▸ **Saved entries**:
-----

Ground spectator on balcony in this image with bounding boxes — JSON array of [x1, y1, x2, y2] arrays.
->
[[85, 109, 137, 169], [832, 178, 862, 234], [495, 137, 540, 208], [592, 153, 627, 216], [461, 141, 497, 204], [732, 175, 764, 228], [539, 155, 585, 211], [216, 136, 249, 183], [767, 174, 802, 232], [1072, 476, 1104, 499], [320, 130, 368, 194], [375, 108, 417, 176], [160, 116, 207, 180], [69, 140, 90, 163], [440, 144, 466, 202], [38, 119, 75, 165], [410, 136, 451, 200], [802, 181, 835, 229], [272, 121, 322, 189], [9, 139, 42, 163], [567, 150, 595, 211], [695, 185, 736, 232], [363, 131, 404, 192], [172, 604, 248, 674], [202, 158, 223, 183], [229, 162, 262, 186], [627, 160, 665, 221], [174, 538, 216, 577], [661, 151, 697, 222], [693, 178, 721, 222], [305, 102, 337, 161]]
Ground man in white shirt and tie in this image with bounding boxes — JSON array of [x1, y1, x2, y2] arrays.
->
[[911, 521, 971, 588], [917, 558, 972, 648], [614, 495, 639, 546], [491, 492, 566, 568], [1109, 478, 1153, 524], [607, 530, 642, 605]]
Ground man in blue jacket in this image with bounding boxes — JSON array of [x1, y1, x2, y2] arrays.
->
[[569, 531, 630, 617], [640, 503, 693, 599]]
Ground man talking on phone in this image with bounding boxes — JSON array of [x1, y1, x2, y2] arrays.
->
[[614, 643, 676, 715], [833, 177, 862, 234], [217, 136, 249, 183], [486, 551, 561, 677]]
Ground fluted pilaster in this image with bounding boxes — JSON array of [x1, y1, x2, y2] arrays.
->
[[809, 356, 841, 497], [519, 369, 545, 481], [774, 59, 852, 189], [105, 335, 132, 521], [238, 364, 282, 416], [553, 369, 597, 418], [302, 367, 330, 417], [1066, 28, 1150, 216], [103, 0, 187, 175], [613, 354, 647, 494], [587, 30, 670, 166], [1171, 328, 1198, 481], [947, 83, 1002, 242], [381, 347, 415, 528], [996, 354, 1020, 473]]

-----

The data, all of it, should be transcribed exactly.

Ground spectator on balcony in this image with bounding boxes — JSON array of [x1, y1, x2, y2] arrays.
->
[[85, 109, 137, 169], [832, 178, 862, 234], [495, 137, 540, 208], [592, 153, 627, 216], [461, 141, 497, 204], [732, 175, 764, 228], [539, 155, 585, 211], [216, 136, 249, 183], [767, 174, 802, 232], [1072, 476, 1104, 499], [320, 130, 368, 194], [375, 108, 417, 176], [160, 116, 207, 180], [69, 140, 90, 163], [440, 144, 466, 202], [38, 119, 75, 165], [410, 136, 451, 200], [802, 181, 835, 229], [272, 121, 322, 189], [9, 139, 42, 163], [567, 150, 595, 211], [695, 185, 736, 232], [363, 131, 404, 192], [172, 604, 248, 674], [202, 158, 223, 183], [229, 162, 262, 186], [627, 160, 665, 221], [174, 538, 216, 577], [661, 151, 697, 222], [693, 178, 721, 222], [305, 102, 337, 161]]
Ground man in white shirt and tie in this image with bounding boxes — JSON array of [x1, y1, x2, y2] arrays.
->
[[911, 521, 971, 588], [917, 558, 972, 648], [614, 495, 639, 546], [491, 492, 566, 568], [1109, 478, 1153, 524], [607, 530, 642, 605]]
Ground man in blue jacket in this image with bounding boxes — JSON array of [x1, y1, x2, y2] arrays.
->
[[569, 531, 630, 617], [640, 503, 693, 599]]
Ground man talking on phone in this image with bounding boxes — JSON array of [x1, y1, x2, y2] arrays.
->
[[614, 643, 676, 715], [833, 177, 862, 234], [217, 136, 249, 183], [486, 551, 561, 677]]
Ground fluted pilaster in this image with bounding boxes — JSON array of [x1, y1, x2, y2] arrays.
->
[[809, 356, 841, 497], [519, 369, 545, 481], [774, 59, 852, 189], [105, 335, 132, 521], [238, 364, 282, 416], [553, 369, 597, 418], [302, 367, 330, 417], [1066, 28, 1150, 216], [103, 0, 187, 175], [613, 354, 647, 494], [587, 30, 670, 166], [1171, 328, 1198, 481], [947, 83, 1002, 242], [381, 347, 415, 528], [996, 354, 1020, 473]]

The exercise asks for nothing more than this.